[Opening Records for this exercise section]
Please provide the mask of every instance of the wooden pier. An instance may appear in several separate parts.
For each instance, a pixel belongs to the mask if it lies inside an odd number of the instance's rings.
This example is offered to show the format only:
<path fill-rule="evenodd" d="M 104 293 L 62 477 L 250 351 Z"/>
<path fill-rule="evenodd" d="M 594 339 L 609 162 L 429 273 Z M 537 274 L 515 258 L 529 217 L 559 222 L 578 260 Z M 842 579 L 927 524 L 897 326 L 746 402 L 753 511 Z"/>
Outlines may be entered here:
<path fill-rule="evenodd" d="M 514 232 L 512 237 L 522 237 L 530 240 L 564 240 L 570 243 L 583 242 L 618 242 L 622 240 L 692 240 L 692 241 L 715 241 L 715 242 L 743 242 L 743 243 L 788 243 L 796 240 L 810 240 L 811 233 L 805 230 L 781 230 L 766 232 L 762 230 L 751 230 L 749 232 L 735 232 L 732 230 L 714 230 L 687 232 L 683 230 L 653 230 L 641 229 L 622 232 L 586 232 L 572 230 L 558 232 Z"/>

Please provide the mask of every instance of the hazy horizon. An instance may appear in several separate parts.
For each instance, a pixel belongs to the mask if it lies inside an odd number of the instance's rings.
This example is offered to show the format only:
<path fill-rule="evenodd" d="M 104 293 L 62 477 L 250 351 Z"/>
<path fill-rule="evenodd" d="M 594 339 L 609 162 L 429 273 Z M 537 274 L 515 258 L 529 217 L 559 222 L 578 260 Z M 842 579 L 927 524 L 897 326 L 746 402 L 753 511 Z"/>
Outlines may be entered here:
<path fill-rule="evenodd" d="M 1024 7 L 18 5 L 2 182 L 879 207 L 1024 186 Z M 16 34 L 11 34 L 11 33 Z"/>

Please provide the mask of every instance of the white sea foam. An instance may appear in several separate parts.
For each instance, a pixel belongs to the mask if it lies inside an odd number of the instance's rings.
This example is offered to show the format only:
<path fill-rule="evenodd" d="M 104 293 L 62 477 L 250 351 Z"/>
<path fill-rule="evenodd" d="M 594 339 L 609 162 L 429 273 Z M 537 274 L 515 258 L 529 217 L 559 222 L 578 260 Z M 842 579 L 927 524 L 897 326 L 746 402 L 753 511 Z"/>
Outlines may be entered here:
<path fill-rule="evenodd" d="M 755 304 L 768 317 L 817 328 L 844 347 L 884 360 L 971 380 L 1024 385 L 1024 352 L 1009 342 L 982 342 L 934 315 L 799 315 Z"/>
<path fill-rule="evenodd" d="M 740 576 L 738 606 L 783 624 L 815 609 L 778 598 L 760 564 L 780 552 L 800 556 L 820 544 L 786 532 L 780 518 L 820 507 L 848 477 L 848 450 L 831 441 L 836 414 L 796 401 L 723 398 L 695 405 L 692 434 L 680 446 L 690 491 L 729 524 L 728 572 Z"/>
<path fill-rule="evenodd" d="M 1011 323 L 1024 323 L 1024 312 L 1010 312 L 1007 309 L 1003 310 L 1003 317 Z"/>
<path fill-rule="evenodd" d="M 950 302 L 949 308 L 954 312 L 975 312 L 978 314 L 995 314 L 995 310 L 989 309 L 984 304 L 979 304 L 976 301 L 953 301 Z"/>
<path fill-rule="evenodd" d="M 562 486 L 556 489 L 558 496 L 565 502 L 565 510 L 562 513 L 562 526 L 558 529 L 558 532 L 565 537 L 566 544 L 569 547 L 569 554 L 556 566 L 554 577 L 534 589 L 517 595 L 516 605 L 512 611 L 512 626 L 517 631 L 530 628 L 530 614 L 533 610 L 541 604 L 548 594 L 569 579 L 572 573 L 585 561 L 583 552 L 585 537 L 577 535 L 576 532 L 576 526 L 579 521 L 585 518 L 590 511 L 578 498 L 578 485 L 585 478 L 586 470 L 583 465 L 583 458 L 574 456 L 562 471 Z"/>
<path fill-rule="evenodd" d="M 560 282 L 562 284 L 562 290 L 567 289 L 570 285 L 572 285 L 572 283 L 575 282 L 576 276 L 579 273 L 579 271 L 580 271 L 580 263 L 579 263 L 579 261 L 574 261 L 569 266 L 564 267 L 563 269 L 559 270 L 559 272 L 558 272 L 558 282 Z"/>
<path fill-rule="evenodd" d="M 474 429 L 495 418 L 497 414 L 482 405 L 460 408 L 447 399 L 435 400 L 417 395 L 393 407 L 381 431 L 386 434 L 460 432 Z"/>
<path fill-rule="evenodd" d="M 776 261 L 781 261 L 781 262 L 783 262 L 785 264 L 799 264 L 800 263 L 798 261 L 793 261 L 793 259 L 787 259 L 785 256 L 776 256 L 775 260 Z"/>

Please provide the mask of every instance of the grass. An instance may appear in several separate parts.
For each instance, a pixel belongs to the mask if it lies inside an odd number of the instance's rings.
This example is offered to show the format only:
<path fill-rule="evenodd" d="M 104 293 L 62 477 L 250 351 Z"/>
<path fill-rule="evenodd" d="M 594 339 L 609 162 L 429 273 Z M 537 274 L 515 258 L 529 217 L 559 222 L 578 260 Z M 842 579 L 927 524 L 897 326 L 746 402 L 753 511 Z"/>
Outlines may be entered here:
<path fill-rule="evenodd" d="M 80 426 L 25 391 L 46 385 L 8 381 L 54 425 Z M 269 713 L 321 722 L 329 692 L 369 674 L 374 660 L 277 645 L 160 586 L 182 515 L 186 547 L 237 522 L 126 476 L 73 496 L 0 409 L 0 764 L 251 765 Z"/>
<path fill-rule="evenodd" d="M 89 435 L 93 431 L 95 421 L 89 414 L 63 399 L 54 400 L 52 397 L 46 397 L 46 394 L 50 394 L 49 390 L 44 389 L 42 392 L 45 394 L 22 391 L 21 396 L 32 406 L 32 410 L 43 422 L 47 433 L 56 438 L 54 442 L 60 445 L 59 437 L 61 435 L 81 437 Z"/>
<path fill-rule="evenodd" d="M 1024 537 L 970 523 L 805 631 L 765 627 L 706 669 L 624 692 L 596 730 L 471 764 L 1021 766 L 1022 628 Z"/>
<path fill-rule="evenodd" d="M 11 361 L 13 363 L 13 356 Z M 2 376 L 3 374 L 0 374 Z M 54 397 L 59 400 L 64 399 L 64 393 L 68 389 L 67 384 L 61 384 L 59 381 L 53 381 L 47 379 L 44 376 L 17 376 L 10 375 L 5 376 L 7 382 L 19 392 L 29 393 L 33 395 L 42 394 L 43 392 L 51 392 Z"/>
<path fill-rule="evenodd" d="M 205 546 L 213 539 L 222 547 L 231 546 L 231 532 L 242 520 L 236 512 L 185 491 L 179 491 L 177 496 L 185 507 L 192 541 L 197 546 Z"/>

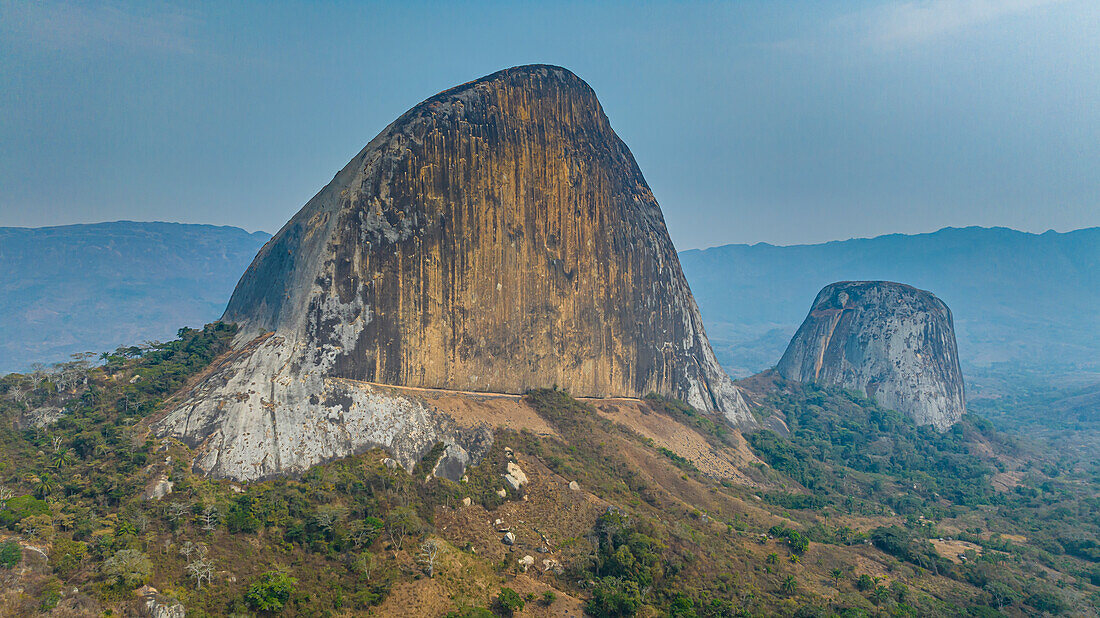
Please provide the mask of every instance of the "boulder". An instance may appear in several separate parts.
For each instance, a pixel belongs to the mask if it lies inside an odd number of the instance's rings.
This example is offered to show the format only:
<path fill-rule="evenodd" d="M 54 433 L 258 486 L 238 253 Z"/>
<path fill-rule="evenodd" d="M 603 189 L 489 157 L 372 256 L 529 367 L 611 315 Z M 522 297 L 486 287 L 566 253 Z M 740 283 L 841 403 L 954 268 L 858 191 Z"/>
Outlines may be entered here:
<path fill-rule="evenodd" d="M 776 370 L 788 380 L 862 391 L 941 431 L 966 410 L 951 310 L 901 283 L 826 286 Z"/>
[Closing Records for this exercise section]
(Work to complete): Exactly reproduce each record, leaving out any pictures.

(Final answer):
Please provide the mask of every instance of the wooden pier. An instance may appear in several separate parts.
For each instance, a pixel belongs to the mask if it lies inside an odd number of the instance's rings.
This example is offered to show the format only:
<path fill-rule="evenodd" d="M 104 293 L 62 477 L 250 351 Z"/>
<path fill-rule="evenodd" d="M 594 339 L 609 162 L 429 273 Z M 537 274 L 515 258 L 529 217 L 559 222 L 578 260 Z M 842 579 L 927 524 L 897 326 L 746 402 L 753 511 Z"/>
Outlines may be entered here:
<path fill-rule="evenodd" d="M 514 232 L 512 237 L 522 237 L 530 240 L 564 240 L 570 243 L 583 242 L 618 242 L 622 240 L 692 240 L 692 241 L 715 241 L 715 242 L 743 242 L 743 243 L 788 243 L 796 240 L 810 240 L 811 233 L 805 230 L 781 230 L 766 232 L 762 230 L 751 230 L 749 232 L 735 232 L 732 230 L 714 230 L 687 232 L 683 230 L 653 230 L 641 229 L 622 232 L 586 232 L 572 230 L 558 232 Z"/>

Please provide the mask of every instance of the hazy horizon. An instance may appear in several separate parts.
For each instance, a pixel belongs to the mask if it lies inside an odd number of the instance's rings.
This example is offered to show the format only:
<path fill-rule="evenodd" d="M 104 293 L 62 477 L 250 351 Z"/>
<path fill-rule="evenodd" d="M 594 339 L 609 162 L 429 273 Z M 537 274 L 515 258 L 529 217 L 559 222 L 578 260 Z M 842 579 L 927 524 L 897 326 L 746 402 L 753 511 Z"/>
Outlines may be entered here:
<path fill-rule="evenodd" d="M 1024 7 L 18 5 L 2 182 L 879 207 L 1024 186 Z M 16 34 L 11 34 L 11 33 Z"/>

Please provide the mask of every instance of the white sea foam. An instance may appear in several separate parts.
For each instance, a pixel belongs to the mask if it lies inside an odd number of the instance's rings.
This example is offered to show the format only:
<path fill-rule="evenodd" d="M 104 293 L 62 477 L 250 351 Z"/>
<path fill-rule="evenodd" d="M 594 339 L 609 162 L 429 273 Z M 537 274 L 515 258 L 529 217 L 559 222 L 578 260 Z M 842 579 L 927 524 L 897 326 L 746 402 L 753 511 Z"/>
Outlines may be entered here:
<path fill-rule="evenodd" d="M 755 304 L 768 317 L 817 328 L 844 347 L 884 360 L 971 380 L 1024 385 L 1024 352 L 1009 342 L 982 342 L 934 315 L 799 315 Z"/>
<path fill-rule="evenodd" d="M 740 576 L 738 606 L 783 624 L 815 609 L 778 598 L 760 564 L 780 552 L 800 556 L 820 544 L 786 532 L 780 518 L 820 507 L 848 477 L 848 450 L 831 441 L 836 414 L 796 401 L 723 398 L 695 405 L 692 434 L 680 446 L 690 491 L 729 524 L 728 572 Z"/>
<path fill-rule="evenodd" d="M 1011 323 L 1024 323 L 1024 312 L 1010 312 L 1007 309 L 1003 310 L 1003 317 Z"/>
<path fill-rule="evenodd" d="M 950 302 L 949 308 L 954 312 L 975 312 L 978 314 L 995 314 L 995 310 L 989 309 L 984 304 L 979 304 L 976 301 L 953 301 Z"/>
<path fill-rule="evenodd" d="M 562 486 L 556 489 L 558 496 L 565 502 L 565 510 L 562 513 L 562 526 L 558 529 L 558 532 L 565 537 L 566 544 L 569 547 L 569 554 L 556 566 L 554 577 L 534 589 L 517 595 L 516 605 L 512 611 L 512 626 L 517 631 L 530 628 L 530 614 L 533 610 L 541 604 L 548 594 L 569 579 L 572 573 L 585 561 L 583 552 L 585 537 L 577 535 L 576 532 L 576 526 L 579 521 L 585 518 L 590 511 L 578 498 L 578 485 L 585 478 L 586 470 L 583 465 L 583 458 L 574 456 L 562 471 Z"/>
<path fill-rule="evenodd" d="M 560 282 L 562 284 L 562 290 L 567 289 L 570 285 L 572 285 L 572 283 L 575 282 L 576 276 L 579 273 L 579 271 L 580 271 L 580 263 L 579 263 L 579 261 L 574 261 L 569 266 L 564 267 L 563 269 L 559 270 L 559 272 L 558 272 L 558 282 Z"/>
<path fill-rule="evenodd" d="M 474 429 L 495 418 L 497 414 L 482 405 L 460 408 L 447 399 L 435 400 L 417 395 L 393 407 L 381 431 L 386 434 L 460 432 Z"/>
<path fill-rule="evenodd" d="M 776 261 L 781 261 L 781 262 L 783 262 L 785 264 L 799 264 L 800 263 L 798 261 L 793 261 L 793 259 L 787 259 L 785 256 L 776 256 L 775 260 Z"/>

Please provide the mask of every instance of the grass. An instance may appear in several separate parts.
For each instance, a pixel belongs to the mask if it lies inside an odd number of the instance's rings.
This example is offered to show the format only:
<path fill-rule="evenodd" d="M 104 293 L 62 477 L 250 351 Z"/>
<path fill-rule="evenodd" d="M 594 339 L 609 162 L 429 273 Z M 537 274 L 515 258 L 529 217 L 559 222 L 578 260 Z M 842 579 L 927 524 L 897 326 L 746 402 L 753 511 Z"/>
Outlines may be entered here:
<path fill-rule="evenodd" d="M 80 426 L 25 391 L 46 385 L 8 381 L 54 425 Z M 269 713 L 321 722 L 329 692 L 369 674 L 374 660 L 277 645 L 160 586 L 182 515 L 186 547 L 237 522 L 126 476 L 73 496 L 0 409 L 0 764 L 251 765 Z"/>
<path fill-rule="evenodd" d="M 89 435 L 93 431 L 95 421 L 89 414 L 63 399 L 54 400 L 52 397 L 46 397 L 46 394 L 50 394 L 49 390 L 44 389 L 42 392 L 45 394 L 22 391 L 21 396 L 32 406 L 32 410 L 43 422 L 47 433 L 56 438 L 54 442 L 60 445 L 59 437 L 61 435 L 81 437 Z"/>
<path fill-rule="evenodd" d="M 1024 537 L 970 523 L 805 631 L 765 627 L 706 669 L 624 692 L 596 730 L 471 764 L 1021 766 L 1022 628 Z"/>
<path fill-rule="evenodd" d="M 11 361 L 13 363 L 13 356 Z M 2 376 L 3 374 L 0 374 Z M 54 397 L 59 400 L 64 399 L 64 393 L 68 389 L 67 384 L 61 384 L 59 381 L 53 381 L 47 379 L 44 376 L 17 376 L 10 375 L 5 376 L 7 382 L 19 392 L 29 393 L 33 395 L 42 394 L 43 392 L 51 392 Z"/>
<path fill-rule="evenodd" d="M 205 546 L 213 539 L 222 547 L 231 546 L 231 532 L 242 520 L 236 512 L 185 491 L 179 491 L 177 496 L 185 507 L 192 541 L 197 546 Z"/>

Please provide the mask of every instance of the "boulder". An instance may appear in several separate parts.
For each instance, a pixel belongs to the mask if it lies inside an odd number of the instance's rings.
This example is offered to show the format only:
<path fill-rule="evenodd" d="M 54 433 L 258 486 L 238 253 Z"/>
<path fill-rule="evenodd" d="M 603 189 L 489 157 L 372 256 L 529 367 L 611 315 Z M 522 297 L 486 287 L 566 253 Z M 740 283 L 841 403 L 954 268 L 858 191 Z"/>
Outlines may be entered here:
<path fill-rule="evenodd" d="M 776 370 L 788 380 L 862 391 L 941 431 L 966 410 L 951 310 L 901 283 L 826 286 Z"/>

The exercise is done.